Collected data:
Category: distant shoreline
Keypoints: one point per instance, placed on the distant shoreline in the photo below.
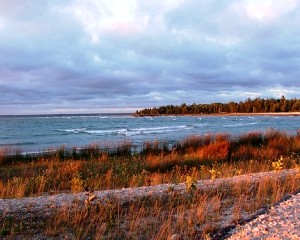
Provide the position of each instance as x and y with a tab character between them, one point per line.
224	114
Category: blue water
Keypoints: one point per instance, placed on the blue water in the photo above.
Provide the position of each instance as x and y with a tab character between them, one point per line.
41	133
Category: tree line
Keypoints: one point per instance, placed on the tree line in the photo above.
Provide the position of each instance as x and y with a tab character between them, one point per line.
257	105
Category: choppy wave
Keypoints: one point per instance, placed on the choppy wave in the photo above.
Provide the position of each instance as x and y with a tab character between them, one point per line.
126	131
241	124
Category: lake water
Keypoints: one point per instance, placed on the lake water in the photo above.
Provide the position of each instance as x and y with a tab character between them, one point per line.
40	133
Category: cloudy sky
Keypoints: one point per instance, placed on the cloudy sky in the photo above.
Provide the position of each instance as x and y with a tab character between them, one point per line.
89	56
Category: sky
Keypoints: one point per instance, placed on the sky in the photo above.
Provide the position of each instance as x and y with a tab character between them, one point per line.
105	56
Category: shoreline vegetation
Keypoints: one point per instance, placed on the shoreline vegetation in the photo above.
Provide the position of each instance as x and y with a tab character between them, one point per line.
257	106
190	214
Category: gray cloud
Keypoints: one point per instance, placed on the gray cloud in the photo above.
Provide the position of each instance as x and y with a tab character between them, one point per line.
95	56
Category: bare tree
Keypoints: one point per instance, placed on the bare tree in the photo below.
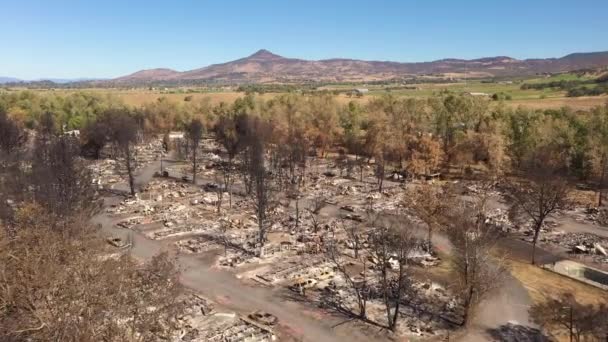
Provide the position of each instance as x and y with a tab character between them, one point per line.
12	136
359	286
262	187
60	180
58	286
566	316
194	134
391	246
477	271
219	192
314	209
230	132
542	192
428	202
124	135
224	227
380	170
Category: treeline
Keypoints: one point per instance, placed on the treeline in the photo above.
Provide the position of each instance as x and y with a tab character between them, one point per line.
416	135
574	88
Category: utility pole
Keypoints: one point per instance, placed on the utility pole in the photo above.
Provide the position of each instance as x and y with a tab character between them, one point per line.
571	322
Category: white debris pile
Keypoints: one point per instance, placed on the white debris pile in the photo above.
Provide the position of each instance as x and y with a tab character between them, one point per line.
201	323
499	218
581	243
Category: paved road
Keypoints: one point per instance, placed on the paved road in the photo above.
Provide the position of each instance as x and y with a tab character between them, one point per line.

...

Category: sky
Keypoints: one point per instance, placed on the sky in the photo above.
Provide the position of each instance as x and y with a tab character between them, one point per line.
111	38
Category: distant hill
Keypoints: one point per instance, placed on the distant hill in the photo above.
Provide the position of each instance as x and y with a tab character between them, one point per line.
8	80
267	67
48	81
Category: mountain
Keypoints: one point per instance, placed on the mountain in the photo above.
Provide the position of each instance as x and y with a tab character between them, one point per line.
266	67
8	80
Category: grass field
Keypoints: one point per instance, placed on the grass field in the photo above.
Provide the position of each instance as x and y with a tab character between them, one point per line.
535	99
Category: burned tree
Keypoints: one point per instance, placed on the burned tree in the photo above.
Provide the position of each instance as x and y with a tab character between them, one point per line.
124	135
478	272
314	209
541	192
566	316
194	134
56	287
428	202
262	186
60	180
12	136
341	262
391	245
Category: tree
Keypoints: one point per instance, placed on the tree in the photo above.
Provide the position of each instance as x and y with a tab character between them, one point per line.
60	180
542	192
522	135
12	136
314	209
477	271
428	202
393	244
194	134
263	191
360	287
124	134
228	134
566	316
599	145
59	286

==

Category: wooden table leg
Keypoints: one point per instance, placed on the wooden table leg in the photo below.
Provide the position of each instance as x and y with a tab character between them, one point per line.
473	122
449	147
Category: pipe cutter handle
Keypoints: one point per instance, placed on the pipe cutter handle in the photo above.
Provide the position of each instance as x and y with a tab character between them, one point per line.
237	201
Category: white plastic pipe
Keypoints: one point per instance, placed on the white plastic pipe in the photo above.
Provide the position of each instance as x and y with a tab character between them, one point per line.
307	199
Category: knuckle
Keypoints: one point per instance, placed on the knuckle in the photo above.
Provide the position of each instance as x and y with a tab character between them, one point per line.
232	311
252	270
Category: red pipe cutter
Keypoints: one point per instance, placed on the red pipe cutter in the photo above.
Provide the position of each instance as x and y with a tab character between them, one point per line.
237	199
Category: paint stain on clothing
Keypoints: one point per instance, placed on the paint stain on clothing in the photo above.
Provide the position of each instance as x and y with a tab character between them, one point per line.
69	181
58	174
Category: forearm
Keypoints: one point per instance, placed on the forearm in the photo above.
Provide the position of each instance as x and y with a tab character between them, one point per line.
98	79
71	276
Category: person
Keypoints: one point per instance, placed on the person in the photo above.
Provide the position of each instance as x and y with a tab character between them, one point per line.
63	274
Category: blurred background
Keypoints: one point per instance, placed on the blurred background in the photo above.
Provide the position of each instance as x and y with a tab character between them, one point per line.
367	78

ABOUT THIS TASK:
Look above for the line holding "Category: red pipe cutter", then set down exactly that line and every line after it up to and including the line holding "Keypoints: one point per instance, placed on the blurred", with nothing else.

EXERCISE RESPONSE:
Category: red pipe cutter
Keypoints: one point per instance, placed on the red pipe cutter in the photo above.
Provide the position of each instance as x and y with a tab character between them, one point per line.
237	199
Category: paint stain on clothing
Keypoints: one point per instance, placed on the paint stain on clothing in the photo above.
Provide the position of each instance as x and y with a tab character between them, one point per line.
69	181
58	174
Category: forearm
Keypoints: one point per instance, placed on the forearm in the photo above.
Provide the position of each instance as x and y with a tab character between them, one point per line.
98	79
71	276
Category: person
Keypoints: one point per instance, placed on the person in the photo above.
Provide the position of each instance as x and y with a tab character between them, one point per line.
63	274
Category: blurred background
Keypoints: one point per instance, placed on the blurred background in the photo above.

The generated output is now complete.